— Begin TEXT BLOCK —

Today, after getting caught up with move-in stuff once again, I rolled out of the car and onto the first tee. I’d worked out in the morning, so I figured I was already loose and no worse off for not warming up. But midway through the round I realized I had been setting up closed, and I’d started compensating by swinging over the top — this is a familiar pattern for me, the tendency I’m trying to combat right now. By that point in the round, I’d made too many swings to adjust things easily on the fly, and I felt like I was fighting myself pretty much the whole way around.
I think the consistency that great pros are able to display on a day-to-day basis deserves more recognition than it gets. There’s the obvious sense that going out and playing top-level golf is impressive, but, even as a reasonably good player myself (I did break par from the tips in the wind today), I stepped on multiple bad-habit landmines that I was specifically trying to avoid. There’s a lot that goes into making consistently good passes at the golf ball.
It started raining on us pretty good during the round (for real, this time), and the worst of it started as we walked off the 18th green. But I had work to do. And, while puddles on a putting mirror used to be a reason to go inside and get the work done tomorrow, now it’s an annoyance that has to be tolerated and overcome like any other. The work had to get done. There’s a pride to be taken in it. I know people have done a lot harder work under a lot worse conditions, but there are plenty of guys who aren’t out there in the rain. It feels good to lay out my clubs in my apartment to dry and feel like I did something.

— End TEXT BLOCK —

Reproduce word for word the stretch of the golf diary entry above that opens with the words "I think the" and closes with "the golf ball.".

— Begin RECORDED DATA —

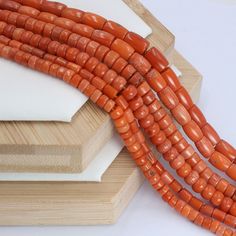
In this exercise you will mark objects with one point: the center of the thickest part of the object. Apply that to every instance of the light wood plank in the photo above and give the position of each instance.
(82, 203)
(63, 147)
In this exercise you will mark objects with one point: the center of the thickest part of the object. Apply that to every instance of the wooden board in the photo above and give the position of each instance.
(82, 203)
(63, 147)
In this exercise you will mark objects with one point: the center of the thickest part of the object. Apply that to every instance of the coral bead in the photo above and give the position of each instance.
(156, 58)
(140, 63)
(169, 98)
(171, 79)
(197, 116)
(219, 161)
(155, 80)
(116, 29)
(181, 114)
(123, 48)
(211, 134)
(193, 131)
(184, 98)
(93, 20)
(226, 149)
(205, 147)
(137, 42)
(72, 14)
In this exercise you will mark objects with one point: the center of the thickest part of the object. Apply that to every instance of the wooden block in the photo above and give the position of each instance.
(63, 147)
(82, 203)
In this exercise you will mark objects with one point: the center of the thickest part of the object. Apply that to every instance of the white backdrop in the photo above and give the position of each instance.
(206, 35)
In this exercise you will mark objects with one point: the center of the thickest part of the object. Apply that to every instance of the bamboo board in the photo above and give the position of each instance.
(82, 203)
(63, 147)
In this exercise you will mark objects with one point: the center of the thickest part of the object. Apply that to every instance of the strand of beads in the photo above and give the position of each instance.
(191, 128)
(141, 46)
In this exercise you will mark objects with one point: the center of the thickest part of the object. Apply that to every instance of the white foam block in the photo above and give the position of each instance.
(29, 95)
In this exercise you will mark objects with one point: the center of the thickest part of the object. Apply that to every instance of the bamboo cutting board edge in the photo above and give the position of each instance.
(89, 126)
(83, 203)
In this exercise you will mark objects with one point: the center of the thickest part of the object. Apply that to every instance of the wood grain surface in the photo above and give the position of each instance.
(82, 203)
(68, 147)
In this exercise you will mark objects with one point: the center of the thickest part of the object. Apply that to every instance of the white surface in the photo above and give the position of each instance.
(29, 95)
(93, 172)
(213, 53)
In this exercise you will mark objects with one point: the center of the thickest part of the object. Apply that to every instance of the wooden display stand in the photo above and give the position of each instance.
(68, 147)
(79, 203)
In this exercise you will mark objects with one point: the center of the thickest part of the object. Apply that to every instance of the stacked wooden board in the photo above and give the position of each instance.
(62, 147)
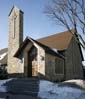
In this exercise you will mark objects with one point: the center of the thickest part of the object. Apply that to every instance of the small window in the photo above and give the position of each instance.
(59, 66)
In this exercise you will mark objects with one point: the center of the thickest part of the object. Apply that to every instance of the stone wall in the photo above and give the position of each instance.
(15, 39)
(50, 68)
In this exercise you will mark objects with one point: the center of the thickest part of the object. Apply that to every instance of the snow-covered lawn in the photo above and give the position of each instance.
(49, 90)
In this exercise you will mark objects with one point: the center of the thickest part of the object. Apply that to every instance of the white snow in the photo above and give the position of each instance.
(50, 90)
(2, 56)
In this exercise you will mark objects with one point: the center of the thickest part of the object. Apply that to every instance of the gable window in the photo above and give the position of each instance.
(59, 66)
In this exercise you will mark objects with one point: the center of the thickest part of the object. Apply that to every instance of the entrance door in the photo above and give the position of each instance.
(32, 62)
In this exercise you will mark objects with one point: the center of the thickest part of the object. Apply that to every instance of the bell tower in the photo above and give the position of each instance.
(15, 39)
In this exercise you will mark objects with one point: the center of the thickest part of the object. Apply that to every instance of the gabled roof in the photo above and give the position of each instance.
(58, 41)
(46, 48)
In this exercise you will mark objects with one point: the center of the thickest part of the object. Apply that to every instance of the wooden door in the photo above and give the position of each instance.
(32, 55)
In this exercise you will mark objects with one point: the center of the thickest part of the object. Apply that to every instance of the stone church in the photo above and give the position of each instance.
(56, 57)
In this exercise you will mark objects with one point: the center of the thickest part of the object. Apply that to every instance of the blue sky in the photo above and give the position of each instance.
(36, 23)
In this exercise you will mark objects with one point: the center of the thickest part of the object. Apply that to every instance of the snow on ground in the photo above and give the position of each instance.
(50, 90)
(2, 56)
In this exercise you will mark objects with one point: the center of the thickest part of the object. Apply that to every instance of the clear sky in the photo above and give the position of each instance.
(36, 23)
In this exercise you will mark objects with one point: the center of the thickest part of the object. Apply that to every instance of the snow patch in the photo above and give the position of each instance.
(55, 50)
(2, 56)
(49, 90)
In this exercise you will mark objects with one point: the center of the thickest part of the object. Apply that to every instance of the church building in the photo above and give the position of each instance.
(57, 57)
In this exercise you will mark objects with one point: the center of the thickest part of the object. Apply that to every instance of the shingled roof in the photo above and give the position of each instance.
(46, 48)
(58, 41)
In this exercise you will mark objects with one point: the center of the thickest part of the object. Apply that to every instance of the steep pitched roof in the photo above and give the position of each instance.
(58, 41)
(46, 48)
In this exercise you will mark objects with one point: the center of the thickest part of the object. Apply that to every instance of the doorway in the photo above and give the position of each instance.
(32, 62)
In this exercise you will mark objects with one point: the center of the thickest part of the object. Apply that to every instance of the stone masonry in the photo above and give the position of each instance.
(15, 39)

— End RECORDED DATA —
— Begin RECORDED DATA —

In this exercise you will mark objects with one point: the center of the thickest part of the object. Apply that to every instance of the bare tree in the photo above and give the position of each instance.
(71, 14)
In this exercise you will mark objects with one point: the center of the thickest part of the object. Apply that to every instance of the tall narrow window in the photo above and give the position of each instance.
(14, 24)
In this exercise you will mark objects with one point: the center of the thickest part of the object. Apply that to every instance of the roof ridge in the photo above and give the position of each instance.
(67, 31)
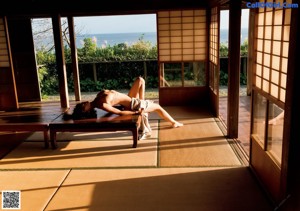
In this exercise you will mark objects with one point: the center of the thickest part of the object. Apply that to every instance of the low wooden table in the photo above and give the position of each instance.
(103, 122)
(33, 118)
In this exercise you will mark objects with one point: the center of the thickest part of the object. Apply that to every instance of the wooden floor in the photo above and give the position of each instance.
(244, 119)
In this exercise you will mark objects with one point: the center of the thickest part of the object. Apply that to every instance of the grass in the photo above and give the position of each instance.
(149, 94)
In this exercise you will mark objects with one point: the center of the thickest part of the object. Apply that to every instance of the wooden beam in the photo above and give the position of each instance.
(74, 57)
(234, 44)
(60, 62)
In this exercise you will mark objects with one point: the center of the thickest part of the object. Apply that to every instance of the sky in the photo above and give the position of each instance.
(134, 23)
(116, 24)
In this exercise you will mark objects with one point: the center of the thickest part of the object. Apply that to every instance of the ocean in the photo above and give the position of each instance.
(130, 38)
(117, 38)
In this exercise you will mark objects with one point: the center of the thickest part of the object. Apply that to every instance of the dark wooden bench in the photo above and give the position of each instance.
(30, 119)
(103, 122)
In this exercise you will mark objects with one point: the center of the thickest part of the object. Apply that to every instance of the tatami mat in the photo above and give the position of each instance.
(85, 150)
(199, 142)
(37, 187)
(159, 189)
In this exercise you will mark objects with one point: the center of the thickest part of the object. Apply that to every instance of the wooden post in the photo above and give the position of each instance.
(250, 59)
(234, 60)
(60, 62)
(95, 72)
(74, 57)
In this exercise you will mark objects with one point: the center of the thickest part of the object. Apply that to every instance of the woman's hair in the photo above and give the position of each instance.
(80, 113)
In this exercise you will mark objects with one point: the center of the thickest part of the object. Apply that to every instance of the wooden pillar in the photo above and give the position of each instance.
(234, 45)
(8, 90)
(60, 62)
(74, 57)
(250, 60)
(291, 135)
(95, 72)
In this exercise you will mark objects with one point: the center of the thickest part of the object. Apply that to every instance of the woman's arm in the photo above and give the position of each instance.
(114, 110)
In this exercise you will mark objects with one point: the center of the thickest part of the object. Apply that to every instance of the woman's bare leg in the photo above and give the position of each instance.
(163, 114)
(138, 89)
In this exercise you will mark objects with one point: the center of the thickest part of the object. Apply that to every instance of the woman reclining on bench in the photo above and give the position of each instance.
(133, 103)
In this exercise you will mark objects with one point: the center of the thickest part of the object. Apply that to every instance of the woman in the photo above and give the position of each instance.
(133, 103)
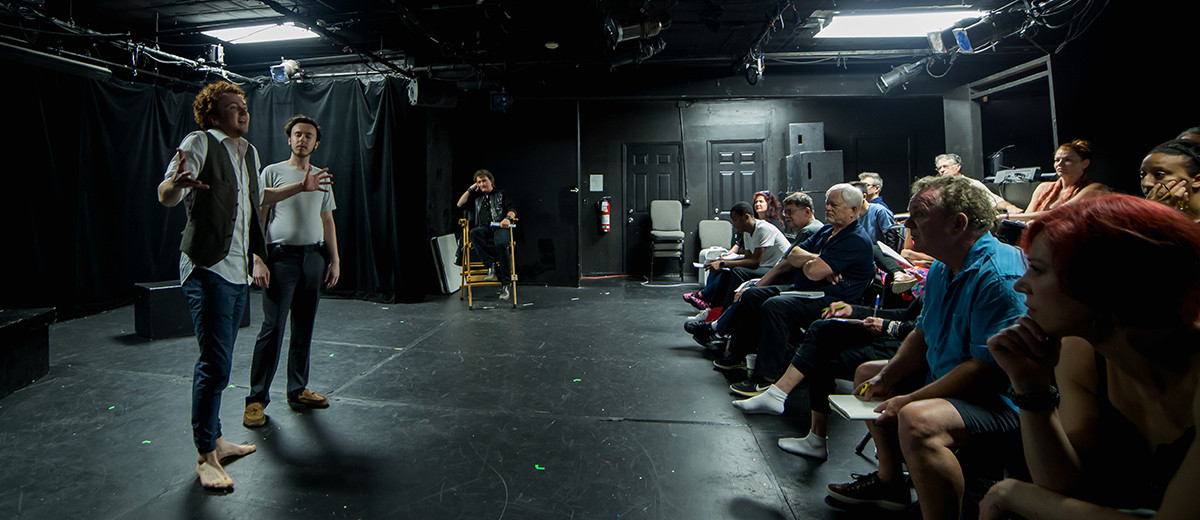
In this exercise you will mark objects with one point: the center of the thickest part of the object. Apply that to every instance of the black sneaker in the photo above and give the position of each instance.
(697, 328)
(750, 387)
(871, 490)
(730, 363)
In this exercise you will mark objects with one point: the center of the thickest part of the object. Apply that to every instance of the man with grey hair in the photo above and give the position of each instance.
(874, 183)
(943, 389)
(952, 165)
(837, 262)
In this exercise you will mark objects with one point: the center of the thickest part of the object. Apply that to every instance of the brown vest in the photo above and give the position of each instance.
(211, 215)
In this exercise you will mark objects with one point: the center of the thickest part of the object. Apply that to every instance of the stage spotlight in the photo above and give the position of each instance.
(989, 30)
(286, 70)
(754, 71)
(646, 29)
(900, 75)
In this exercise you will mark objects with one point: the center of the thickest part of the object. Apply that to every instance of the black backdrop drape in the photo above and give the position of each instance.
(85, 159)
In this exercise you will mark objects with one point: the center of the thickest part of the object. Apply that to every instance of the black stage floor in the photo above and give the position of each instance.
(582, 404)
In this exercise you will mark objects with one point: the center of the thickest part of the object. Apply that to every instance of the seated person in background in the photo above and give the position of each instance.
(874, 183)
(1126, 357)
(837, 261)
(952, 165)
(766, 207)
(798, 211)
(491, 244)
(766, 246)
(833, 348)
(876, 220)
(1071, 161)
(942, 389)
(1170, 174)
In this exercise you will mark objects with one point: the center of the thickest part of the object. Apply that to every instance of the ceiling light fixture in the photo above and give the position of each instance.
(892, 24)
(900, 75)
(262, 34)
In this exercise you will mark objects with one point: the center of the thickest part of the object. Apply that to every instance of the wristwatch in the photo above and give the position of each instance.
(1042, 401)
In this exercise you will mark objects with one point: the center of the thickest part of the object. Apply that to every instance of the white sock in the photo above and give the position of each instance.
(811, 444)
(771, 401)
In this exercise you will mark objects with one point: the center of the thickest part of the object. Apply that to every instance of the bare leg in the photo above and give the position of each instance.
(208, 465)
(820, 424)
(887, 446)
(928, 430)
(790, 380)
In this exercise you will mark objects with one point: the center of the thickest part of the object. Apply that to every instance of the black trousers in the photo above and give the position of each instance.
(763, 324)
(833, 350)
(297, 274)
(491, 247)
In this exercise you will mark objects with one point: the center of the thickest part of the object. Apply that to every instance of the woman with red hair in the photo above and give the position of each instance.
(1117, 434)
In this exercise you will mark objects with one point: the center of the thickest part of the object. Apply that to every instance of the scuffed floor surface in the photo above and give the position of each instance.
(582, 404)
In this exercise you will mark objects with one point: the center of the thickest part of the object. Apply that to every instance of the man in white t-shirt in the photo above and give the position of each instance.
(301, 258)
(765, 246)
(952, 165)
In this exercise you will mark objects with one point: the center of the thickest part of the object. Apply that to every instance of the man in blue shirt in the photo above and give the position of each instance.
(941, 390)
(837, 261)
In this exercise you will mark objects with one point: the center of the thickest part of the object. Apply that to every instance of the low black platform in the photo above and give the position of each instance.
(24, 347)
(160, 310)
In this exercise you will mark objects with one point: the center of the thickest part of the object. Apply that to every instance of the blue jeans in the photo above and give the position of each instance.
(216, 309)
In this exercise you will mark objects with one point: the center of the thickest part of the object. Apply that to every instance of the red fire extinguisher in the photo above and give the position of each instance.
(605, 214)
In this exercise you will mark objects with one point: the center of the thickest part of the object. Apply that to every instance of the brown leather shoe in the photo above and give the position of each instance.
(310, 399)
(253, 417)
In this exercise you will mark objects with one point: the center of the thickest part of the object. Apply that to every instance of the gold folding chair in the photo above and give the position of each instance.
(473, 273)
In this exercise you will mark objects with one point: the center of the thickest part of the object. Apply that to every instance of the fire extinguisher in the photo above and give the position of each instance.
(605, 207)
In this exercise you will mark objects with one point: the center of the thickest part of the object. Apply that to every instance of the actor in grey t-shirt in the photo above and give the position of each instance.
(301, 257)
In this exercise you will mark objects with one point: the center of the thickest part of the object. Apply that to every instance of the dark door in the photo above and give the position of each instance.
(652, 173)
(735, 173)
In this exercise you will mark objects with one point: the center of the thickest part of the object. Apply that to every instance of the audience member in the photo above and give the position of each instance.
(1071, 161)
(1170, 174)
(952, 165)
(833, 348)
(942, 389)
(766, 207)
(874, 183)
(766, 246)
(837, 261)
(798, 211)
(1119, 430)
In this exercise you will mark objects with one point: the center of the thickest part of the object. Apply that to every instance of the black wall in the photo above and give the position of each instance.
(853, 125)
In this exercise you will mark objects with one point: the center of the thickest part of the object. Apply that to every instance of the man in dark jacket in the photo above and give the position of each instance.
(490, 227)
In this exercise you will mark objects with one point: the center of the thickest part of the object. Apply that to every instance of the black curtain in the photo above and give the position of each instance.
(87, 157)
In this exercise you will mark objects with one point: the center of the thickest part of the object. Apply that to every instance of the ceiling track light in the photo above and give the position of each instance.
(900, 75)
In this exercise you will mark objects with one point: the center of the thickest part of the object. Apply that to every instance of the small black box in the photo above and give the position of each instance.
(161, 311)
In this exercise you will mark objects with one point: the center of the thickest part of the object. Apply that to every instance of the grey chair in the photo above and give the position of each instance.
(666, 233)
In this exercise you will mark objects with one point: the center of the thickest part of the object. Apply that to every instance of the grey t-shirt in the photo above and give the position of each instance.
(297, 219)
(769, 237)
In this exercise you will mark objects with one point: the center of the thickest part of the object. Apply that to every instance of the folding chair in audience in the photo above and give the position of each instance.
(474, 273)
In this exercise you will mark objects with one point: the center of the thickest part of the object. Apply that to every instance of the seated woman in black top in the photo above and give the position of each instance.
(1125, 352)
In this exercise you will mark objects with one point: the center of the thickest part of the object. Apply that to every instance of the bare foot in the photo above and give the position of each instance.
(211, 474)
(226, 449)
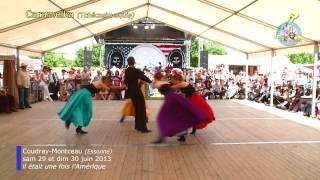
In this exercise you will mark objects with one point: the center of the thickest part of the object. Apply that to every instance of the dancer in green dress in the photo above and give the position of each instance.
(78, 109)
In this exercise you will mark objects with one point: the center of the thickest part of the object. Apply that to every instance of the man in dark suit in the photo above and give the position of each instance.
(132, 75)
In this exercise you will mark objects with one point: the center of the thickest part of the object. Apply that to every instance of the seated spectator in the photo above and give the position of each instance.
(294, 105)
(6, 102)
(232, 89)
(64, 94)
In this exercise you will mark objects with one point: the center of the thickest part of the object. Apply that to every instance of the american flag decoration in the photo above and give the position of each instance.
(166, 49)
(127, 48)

— End RECORDED DATA —

**RESULT BELOW**
I think the consistency that great pros are able to display on a day-to-day basis deserves more recognition than it gets. There’s the obvious sense that going out and playing top-level golf is impressive, but, even as a reasonably good player myself (I did break par from the tips in the wind today), I stepped on multiple bad-habit landmines that I was specifically trying to avoid. There’s a lot that goes into making consistently good passes at the golf ball.